**DATASET EXTRACT:**
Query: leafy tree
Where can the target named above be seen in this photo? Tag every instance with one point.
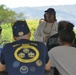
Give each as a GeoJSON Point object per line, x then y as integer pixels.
{"type": "Point", "coordinates": [8, 16]}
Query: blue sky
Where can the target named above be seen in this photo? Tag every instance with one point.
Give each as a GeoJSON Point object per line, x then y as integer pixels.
{"type": "Point", "coordinates": [35, 3]}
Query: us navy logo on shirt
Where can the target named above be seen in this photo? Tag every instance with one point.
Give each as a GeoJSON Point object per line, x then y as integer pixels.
{"type": "Point", "coordinates": [38, 62]}
{"type": "Point", "coordinates": [16, 64]}
{"type": "Point", "coordinates": [26, 53]}
{"type": "Point", "coordinates": [32, 69]}
{"type": "Point", "coordinates": [24, 69]}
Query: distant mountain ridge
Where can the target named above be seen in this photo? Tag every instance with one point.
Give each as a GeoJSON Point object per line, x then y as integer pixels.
{"type": "Point", "coordinates": [63, 12]}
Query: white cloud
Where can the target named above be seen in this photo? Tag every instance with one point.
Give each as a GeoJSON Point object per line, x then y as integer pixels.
{"type": "Point", "coordinates": [33, 3]}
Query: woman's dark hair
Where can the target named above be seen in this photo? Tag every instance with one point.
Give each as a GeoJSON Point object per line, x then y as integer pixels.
{"type": "Point", "coordinates": [62, 24]}
{"type": "Point", "coordinates": [67, 34]}
{"type": "Point", "coordinates": [54, 17]}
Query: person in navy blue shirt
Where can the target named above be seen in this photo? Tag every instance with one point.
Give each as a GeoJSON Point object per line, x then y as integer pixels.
{"type": "Point", "coordinates": [53, 40]}
{"type": "Point", "coordinates": [24, 56]}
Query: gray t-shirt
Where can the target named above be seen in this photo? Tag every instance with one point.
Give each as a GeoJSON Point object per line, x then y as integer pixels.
{"type": "Point", "coordinates": [64, 59]}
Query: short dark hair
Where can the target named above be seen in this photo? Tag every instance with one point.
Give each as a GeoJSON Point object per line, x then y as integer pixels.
{"type": "Point", "coordinates": [67, 34]}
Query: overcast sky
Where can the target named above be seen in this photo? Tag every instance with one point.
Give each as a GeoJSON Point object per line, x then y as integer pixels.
{"type": "Point", "coordinates": [35, 3]}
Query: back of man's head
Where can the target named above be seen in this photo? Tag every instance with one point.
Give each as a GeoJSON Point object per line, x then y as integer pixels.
{"type": "Point", "coordinates": [62, 24]}
{"type": "Point", "coordinates": [20, 28]}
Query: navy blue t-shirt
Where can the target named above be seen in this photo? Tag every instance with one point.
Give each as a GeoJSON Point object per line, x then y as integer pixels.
{"type": "Point", "coordinates": [25, 57]}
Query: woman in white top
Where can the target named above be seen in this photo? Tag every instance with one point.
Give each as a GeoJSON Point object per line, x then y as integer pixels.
{"type": "Point", "coordinates": [48, 27]}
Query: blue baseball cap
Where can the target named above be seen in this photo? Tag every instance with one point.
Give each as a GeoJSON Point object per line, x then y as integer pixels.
{"type": "Point", "coordinates": [20, 28]}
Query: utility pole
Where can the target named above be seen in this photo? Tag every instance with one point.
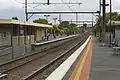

**ACTION ITEM:** Transcribe the records above exactly, excluding every picture.

**EXERCISE RESPONSE:**
Query: leafy tree
Where can the target named above be seen in this photo? Tag every instance with one point.
Give each as a GeoJSON Point object per line, x then y as integer pixels.
{"type": "Point", "coordinates": [8, 16]}
Query: blue sky
Where can the target named above be seen in this photo? Tag every instance with one point.
Give each as a GeoJSON Point object per line, x then y as integer pixels.
{"type": "Point", "coordinates": [35, 3]}
Query: us navy logo on shirt
Where can the target named above be seen in this photo? Tag every instance with one point.
Give each as a GeoJSON Point object per line, x then y as integer pixels.
{"type": "Point", "coordinates": [38, 62]}
{"type": "Point", "coordinates": [16, 64]}
{"type": "Point", "coordinates": [26, 53]}
{"type": "Point", "coordinates": [32, 69]}
{"type": "Point", "coordinates": [24, 69]}
Query: distant mountain ridge
Where can the target named above be seen in this photo? Tag every instance with one point.
Give each as a GeoJSON Point object per line, x then y as integer pixels.
{"type": "Point", "coordinates": [63, 12]}
Query: white cloud
Where can the target named above be seen in this photo? Tag every instance with one point.
Give each as a GeoJSON Point object per line, x then y as integer pixels.
{"type": "Point", "coordinates": [33, 3]}
Query: woman's dark hair
Where can the target named above be seen in this photo? Tag every instance with one point.
Give each as a GeoJSON Point object per line, x then y as integer pixels.
{"type": "Point", "coordinates": [62, 24]}
{"type": "Point", "coordinates": [67, 34]}
{"type": "Point", "coordinates": [54, 17]}
Query: person in navy blue shirt
Where can the target named above be seen in this photo? Tag every instance with one point.
Give each as a GeoJSON Point object per line, x then y as integer pixels.
{"type": "Point", "coordinates": [53, 40]}
{"type": "Point", "coordinates": [24, 56]}
Query: gray t-shirt
Where can the target named above be seen in this photo? Tag every instance with one point.
Give each as a GeoJSON Point object per line, x then y as integer pixels.
{"type": "Point", "coordinates": [64, 59]}
Query: short dark hair
Where can the target named above be seen in this photo? Tag every instance with one point.
Give each as a GeoJSON Point object per line, x then y as integer pixels.
{"type": "Point", "coordinates": [67, 34]}
Query: overcast sky
Where can the target named above be seen in this photo? Tag every instance with one point.
Give each as a GeoJSON Point object per line, x then y as integer pixels.
{"type": "Point", "coordinates": [35, 3]}
Query: back of man's head
Where can the target named above be seen in this photo? Tag every instance with one point.
Give each as a GeoJSON Point object per line, x then y as integer pixels.
{"type": "Point", "coordinates": [62, 24]}
{"type": "Point", "coordinates": [20, 28]}
Query: navy blue t-shirt
Where can the target named above be seen in this photo? Tag every instance with one point.
Give each as a GeoJSON Point object per line, x then y as integer pixels.
{"type": "Point", "coordinates": [25, 57]}
Query: woman in white top
Where can the target named above be seen in this photo? Tag every instance with one point.
Give each as a GeoJSON Point object per line, x then y as integer pixels.
{"type": "Point", "coordinates": [48, 27]}
Query: blue baseball cap
Where can the target named above be seen in this photo? Tag every instance with one point.
Give each as a GeoJSON Point object per line, x then y as integer pixels.
{"type": "Point", "coordinates": [20, 28]}
Query: utility pole
Where can the target named above be seen in this photo? Tag every instance with one point.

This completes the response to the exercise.